* BEGIN EXTRACTED MATERIAL *
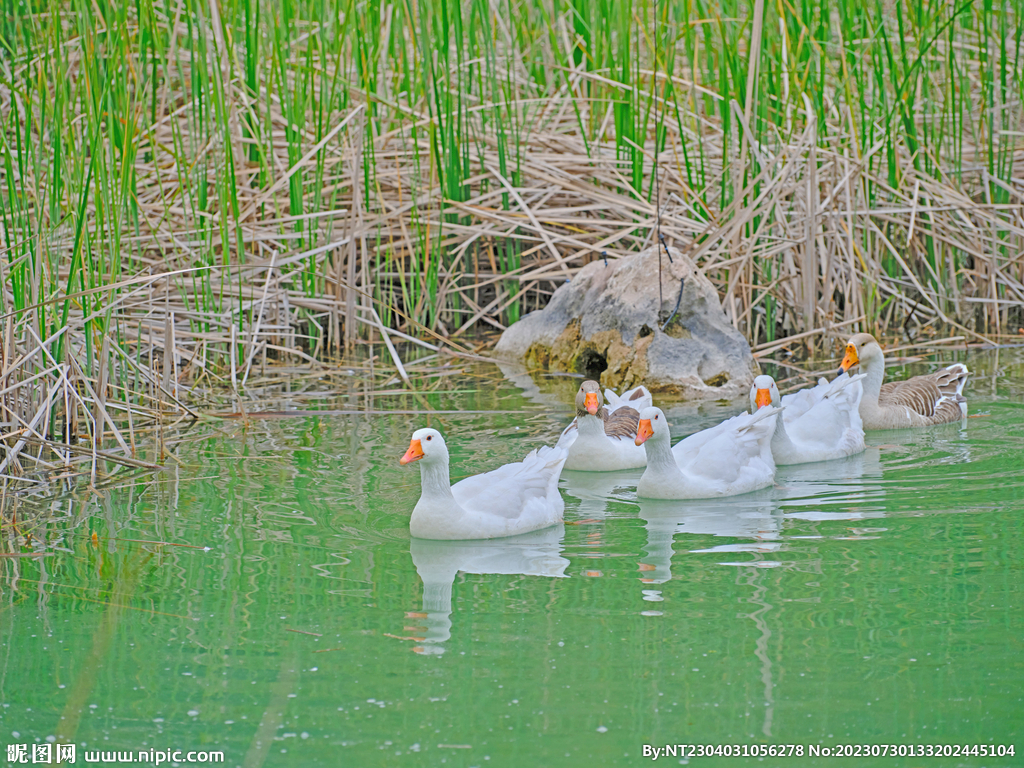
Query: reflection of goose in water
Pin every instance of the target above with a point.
(754, 516)
(595, 489)
(437, 562)
(849, 488)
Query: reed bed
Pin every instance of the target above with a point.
(190, 189)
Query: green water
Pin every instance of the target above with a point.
(876, 600)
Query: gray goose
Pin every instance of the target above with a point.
(605, 441)
(921, 401)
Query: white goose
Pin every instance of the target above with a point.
(605, 440)
(824, 423)
(726, 460)
(513, 499)
(920, 401)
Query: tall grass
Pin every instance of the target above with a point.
(187, 187)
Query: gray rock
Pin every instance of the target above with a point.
(606, 321)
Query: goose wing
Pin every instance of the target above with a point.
(933, 395)
(506, 491)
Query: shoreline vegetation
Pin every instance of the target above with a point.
(190, 193)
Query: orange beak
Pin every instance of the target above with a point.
(415, 453)
(762, 398)
(850, 359)
(644, 431)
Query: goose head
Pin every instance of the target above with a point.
(764, 392)
(652, 424)
(426, 444)
(860, 349)
(589, 398)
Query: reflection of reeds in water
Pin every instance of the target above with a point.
(537, 553)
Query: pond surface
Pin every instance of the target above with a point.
(290, 621)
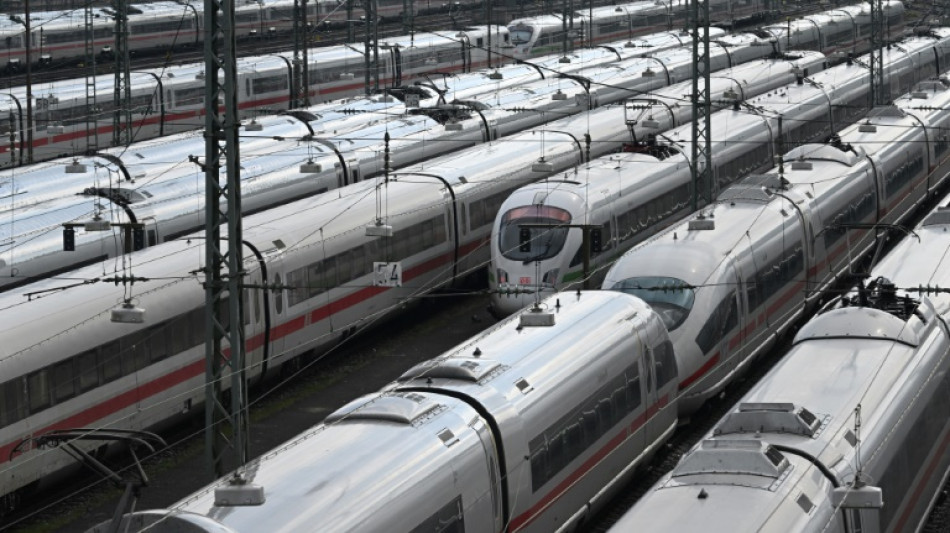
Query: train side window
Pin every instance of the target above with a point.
(37, 387)
(358, 264)
(665, 363)
(111, 362)
(12, 406)
(297, 282)
(278, 295)
(329, 272)
(197, 327)
(88, 371)
(315, 281)
(134, 352)
(634, 394)
(246, 307)
(157, 346)
(64, 381)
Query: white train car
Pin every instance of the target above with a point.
(792, 447)
(331, 160)
(513, 430)
(844, 30)
(545, 34)
(316, 250)
(58, 37)
(729, 281)
(654, 192)
(171, 100)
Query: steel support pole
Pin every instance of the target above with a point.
(226, 421)
(701, 154)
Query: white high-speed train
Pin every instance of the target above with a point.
(520, 428)
(318, 255)
(906, 340)
(732, 279)
(844, 29)
(792, 445)
(60, 36)
(170, 100)
(631, 197)
(284, 159)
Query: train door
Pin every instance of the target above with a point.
(494, 477)
(466, 53)
(278, 304)
(254, 322)
(661, 417)
(647, 380)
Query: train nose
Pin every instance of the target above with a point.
(508, 299)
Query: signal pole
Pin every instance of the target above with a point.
(225, 422)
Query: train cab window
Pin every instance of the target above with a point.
(665, 364)
(270, 84)
(448, 519)
(671, 298)
(542, 242)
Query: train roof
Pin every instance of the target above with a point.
(736, 480)
(340, 487)
(603, 180)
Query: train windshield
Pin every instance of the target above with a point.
(671, 298)
(520, 34)
(520, 243)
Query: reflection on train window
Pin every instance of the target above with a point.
(723, 319)
(565, 440)
(336, 271)
(542, 242)
(671, 298)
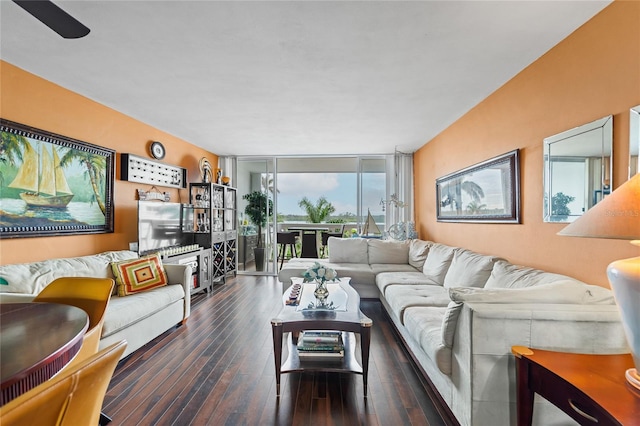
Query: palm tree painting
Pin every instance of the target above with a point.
(488, 191)
(452, 193)
(53, 185)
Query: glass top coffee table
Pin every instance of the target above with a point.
(339, 312)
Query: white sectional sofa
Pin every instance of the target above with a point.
(459, 312)
(137, 318)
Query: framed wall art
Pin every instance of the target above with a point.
(52, 184)
(488, 192)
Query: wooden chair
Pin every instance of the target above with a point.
(90, 294)
(309, 244)
(73, 397)
(93, 296)
(286, 239)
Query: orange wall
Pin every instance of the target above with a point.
(592, 73)
(30, 100)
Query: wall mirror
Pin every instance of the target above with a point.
(577, 170)
(634, 139)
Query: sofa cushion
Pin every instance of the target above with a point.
(133, 276)
(424, 325)
(385, 279)
(468, 269)
(565, 291)
(31, 278)
(438, 261)
(380, 268)
(508, 275)
(124, 311)
(388, 251)
(450, 322)
(401, 296)
(359, 273)
(348, 250)
(418, 250)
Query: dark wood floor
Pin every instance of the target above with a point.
(219, 370)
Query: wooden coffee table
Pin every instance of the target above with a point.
(344, 316)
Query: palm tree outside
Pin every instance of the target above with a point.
(317, 212)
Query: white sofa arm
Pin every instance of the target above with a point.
(561, 327)
(484, 367)
(16, 297)
(181, 274)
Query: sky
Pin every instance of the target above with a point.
(338, 188)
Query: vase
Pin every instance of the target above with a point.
(321, 291)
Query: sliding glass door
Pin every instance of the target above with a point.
(303, 195)
(255, 181)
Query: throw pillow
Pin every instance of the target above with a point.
(468, 269)
(438, 262)
(418, 250)
(134, 276)
(348, 250)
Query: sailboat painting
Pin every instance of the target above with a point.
(53, 185)
(42, 178)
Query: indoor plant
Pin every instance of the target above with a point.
(259, 209)
(320, 274)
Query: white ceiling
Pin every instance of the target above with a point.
(292, 77)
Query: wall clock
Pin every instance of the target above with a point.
(157, 150)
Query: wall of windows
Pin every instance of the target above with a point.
(326, 190)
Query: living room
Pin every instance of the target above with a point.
(592, 73)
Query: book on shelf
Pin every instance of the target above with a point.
(328, 337)
(320, 345)
(319, 356)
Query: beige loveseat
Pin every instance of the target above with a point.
(137, 318)
(459, 312)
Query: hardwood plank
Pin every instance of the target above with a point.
(219, 369)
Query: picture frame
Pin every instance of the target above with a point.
(52, 184)
(487, 192)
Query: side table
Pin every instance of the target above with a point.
(591, 389)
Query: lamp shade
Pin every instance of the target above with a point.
(616, 216)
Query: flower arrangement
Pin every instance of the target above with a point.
(319, 273)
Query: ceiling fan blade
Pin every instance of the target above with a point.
(54, 17)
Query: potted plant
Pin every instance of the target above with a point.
(259, 208)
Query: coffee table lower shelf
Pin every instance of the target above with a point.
(346, 364)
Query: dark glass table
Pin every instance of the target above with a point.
(36, 341)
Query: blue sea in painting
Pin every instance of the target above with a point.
(88, 213)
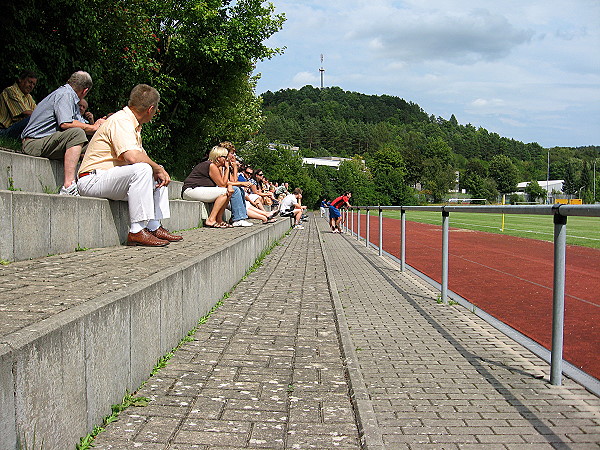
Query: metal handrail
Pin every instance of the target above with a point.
(560, 212)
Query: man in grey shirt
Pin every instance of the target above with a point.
(54, 130)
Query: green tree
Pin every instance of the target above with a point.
(535, 191)
(355, 177)
(571, 184)
(438, 174)
(504, 173)
(198, 54)
(388, 170)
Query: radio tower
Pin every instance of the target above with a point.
(321, 70)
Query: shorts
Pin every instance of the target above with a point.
(206, 194)
(334, 213)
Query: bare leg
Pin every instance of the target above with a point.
(216, 213)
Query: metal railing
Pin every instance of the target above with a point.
(559, 212)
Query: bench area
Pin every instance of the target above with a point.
(78, 329)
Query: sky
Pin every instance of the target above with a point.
(525, 69)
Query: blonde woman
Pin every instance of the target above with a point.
(209, 182)
(203, 184)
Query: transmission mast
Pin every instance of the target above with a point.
(322, 70)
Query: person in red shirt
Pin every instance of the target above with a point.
(335, 216)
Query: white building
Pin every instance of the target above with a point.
(550, 186)
(329, 161)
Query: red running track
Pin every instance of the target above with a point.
(510, 278)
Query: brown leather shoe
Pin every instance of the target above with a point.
(163, 234)
(146, 239)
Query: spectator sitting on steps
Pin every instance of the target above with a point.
(116, 166)
(54, 130)
(209, 182)
(291, 206)
(17, 105)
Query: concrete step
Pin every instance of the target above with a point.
(36, 222)
(78, 330)
(26, 173)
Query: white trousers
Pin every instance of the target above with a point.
(133, 183)
(206, 194)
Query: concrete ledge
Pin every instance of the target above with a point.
(59, 377)
(36, 225)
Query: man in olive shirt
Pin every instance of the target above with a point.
(16, 105)
(116, 166)
(54, 130)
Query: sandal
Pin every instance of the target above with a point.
(214, 225)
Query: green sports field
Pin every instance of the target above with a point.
(584, 231)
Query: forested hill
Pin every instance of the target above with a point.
(332, 121)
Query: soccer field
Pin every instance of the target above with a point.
(584, 231)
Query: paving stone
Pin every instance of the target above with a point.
(271, 367)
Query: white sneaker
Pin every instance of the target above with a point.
(241, 223)
(71, 190)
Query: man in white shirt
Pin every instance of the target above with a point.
(116, 166)
(291, 206)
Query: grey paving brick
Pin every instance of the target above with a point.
(267, 369)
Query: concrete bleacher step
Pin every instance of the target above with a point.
(36, 223)
(78, 330)
(32, 174)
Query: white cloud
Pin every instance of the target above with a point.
(304, 78)
(528, 70)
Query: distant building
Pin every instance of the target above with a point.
(329, 161)
(550, 186)
(273, 146)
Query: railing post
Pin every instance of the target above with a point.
(380, 232)
(402, 239)
(368, 227)
(558, 299)
(445, 230)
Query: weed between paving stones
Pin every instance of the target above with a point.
(86, 442)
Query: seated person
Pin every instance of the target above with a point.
(324, 206)
(209, 182)
(116, 166)
(257, 190)
(16, 105)
(291, 206)
(238, 201)
(54, 130)
(86, 116)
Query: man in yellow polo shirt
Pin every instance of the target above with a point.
(117, 167)
(17, 104)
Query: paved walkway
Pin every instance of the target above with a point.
(322, 317)
(34, 290)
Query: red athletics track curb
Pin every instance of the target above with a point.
(511, 279)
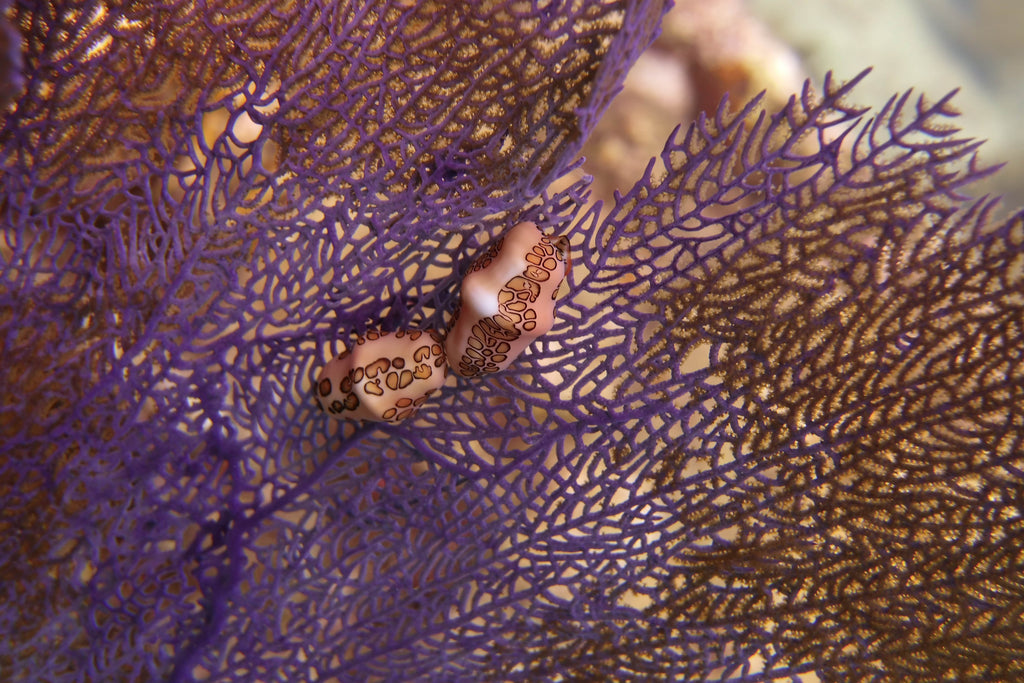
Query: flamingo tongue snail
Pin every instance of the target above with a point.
(507, 301)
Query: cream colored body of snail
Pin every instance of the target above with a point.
(507, 301)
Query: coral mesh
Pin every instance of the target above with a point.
(775, 431)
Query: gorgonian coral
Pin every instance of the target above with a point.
(775, 430)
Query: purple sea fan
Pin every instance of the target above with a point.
(774, 432)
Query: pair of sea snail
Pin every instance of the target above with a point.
(507, 301)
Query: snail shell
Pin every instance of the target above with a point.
(385, 377)
(508, 300)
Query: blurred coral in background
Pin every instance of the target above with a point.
(774, 434)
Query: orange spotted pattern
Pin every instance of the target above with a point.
(384, 377)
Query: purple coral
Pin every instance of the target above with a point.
(776, 429)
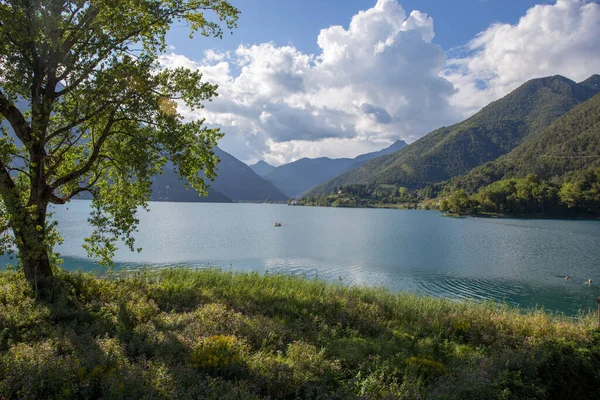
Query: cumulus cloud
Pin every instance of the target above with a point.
* END EXTRACTED MATERIAL *
> _PROBLEM DETAILS_
Rewrite the rows from the line with "Query: blurred coral in background" through the last line of the rows, replacing "coral" with "reef" and keeping everything else unchanged. Omit the pictures from your output.

> _ANSWER FOR THIS EXERCISE_
Query: blurred reef in background
Pin every instance of the target above with a point.
(774, 434)
Query: orange spotted pattern
Pin every instance of the target above with a point.
(384, 377)
Query: purple reef
Pin every instance of the target above with a point.
(776, 429)
Query: cumulus cloud
Pin every instance of the target above with a point.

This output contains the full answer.